→ **Textauszug**
Am nächsten Morgen herrscht immer noch das unglaubliche Sommerwetter, das alle diejenigen Lügen straft, die uns vor einem regenreichen Urlaub gewarnt hatten ("Schweden, da ist es doch kalt und unbeständig. Mit Boot und Zelt, wollt ihr euch das wirklich antun?"). Mit leichtem Rückenwind gleiten wir bei fast gespenstischer Stille durch den See - bis...

"Das ist doch Beethoven!" "Wo kommt der denn her?" Wir trauen unseren Ohren nicht: Weit und breit kein Haus zu sehen und über dem See schwebt Beethovens Musik. Dem gehen, nein, fahren wir nach! Während die Musik immer lauter wird, nähern wir uns einer kleinen Insel, die dem östlichen Seeufer vorgelagert ist. Dort scheint die Quelle dieser ungewöhnlichen Kulturberieselung zu liegen. Und tatsächlich, nachdem das Konzert (inzwischen wurde Beethoven auch mal abgelöst) nun fast ohrenbetäubend geworden ist finden wir ein Häuschen mit Anlegesteg von dessen Terrasse das Spektakel ausgeht.

Erstaunt über unser Auftauchen schaltet ein älterer bärtiger Mann das Radio abrupt ab und kommt hinunter zu uns zum Anleger. Lachend erklärt er uns, daß hier in kilometerweitem Umkreis niemand außer ihm wohne und er bei seinen Spaziergängen im Wald eben gern klassische Musik höre. Früher sei er Kapitän gewesen und habe die Weltmeere befahren - ja, Hamburg kenne er auch gut - und nun, als Pensionär wohne er eben hier in der Einsamkeit. Aber nur im Sommer.

→ **Beispiele zur Maskenbeschriftung**

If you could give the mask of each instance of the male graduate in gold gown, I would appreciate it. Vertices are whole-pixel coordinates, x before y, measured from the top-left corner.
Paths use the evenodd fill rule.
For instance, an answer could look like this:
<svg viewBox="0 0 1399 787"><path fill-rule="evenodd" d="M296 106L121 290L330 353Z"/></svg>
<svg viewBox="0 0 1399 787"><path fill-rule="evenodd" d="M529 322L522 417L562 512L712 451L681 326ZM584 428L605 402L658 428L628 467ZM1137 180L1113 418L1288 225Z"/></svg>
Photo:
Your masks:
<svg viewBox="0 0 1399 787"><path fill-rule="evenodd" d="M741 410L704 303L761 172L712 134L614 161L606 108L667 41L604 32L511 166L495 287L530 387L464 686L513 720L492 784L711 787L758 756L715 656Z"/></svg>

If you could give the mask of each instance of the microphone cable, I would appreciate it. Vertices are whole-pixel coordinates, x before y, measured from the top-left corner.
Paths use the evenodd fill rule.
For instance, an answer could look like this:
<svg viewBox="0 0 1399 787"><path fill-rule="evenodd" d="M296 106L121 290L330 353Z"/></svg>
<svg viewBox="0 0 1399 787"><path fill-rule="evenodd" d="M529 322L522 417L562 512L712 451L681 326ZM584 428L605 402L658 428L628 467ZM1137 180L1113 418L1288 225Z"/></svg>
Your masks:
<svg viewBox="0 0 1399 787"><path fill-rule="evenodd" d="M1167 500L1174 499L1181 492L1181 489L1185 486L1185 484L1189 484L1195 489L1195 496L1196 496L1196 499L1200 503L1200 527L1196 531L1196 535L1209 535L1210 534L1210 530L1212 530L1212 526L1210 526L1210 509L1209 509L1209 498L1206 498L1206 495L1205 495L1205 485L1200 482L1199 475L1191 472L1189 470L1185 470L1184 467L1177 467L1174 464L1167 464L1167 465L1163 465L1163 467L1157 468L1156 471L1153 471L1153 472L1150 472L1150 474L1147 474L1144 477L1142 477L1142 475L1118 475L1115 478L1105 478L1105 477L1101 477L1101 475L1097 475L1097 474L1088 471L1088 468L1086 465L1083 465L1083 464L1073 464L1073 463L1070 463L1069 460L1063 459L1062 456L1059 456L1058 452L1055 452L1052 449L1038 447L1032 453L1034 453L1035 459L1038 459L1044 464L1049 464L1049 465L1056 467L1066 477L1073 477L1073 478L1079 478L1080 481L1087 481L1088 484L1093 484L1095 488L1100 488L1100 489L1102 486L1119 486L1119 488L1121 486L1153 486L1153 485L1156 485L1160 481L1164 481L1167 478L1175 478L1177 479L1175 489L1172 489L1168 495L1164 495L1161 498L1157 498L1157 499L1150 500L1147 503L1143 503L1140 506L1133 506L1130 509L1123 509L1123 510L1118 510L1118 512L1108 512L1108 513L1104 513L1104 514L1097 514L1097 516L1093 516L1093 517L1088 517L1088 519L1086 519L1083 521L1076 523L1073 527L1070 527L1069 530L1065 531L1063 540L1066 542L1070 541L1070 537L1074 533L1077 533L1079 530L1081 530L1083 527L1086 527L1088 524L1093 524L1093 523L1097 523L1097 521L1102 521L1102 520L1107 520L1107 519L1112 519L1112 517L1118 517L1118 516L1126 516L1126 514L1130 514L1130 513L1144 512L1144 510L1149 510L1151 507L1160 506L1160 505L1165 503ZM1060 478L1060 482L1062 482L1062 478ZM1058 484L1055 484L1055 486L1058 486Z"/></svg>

→ **Deine Aufgabe**
Gib den Textauszug über die Bootsfahrt auf dem See vollständig und Wort für Wort wieder aus. Die Einträge spielen hierfür keine Rolle.

→ **Deine Antwort**
Am nächsten Morgen herrscht immer noch das unglaubliche Sommerwetter, das alle diejenigen Lügen straft, die uns vor einem regenreichen Urlaub gewarnt hatten ("Schweden, da ist es doch kalt und unbeständig. Mit Boot und Zelt, wollt ihr euch das wirklich antun?"). Mit leichtem Rückenwind gleiten wir bei fast gespenstischer Stille durch den See - bis...

"Das ist doch Beethoven!" "Wo kommt der denn her?" Wir trauen unseren Ohren nicht: Weit und breit kein Haus zu sehen und über dem See schwebt Beethovens Musik. Dem gehen, nein, fahren wir nach! Während die Musik immer lauter wird, nähern wir uns einer kleinen Insel, die dem östlichen Seeufer vorgelagert ist. Dort scheint die Quelle dieser ungewöhnlichen Kulturberieselung zu liegen. Und tatsächlich, nachdem das Konzert (inzwischen wurde Beethoven auch mal abgelöst) nun fast ohrenbetäubend geworden ist finden wir ein Häuschen mit Anlegesteg von dessen Terrasse das Spektakel ausgeht.

Erstaunt über unser Auftauchen schaltet ein älterer bärtiger Mann das Radio abrupt ab und kommt hinunter zu uns zum Anleger. Lachend erklärt er uns, daß hier in kilometerweitem Umkreis niemand außer ihm wohne und er bei seinen Spaziergängen im Wald eben gern klassische Musik höre. Früher sei er Kapitän gewesen und habe die Weltmeere befahren - ja, Hamburg kenne er auch gut - und nun, als Pensionär wohne er eben hier in der Einsamkeit. Aber nur im Sommer.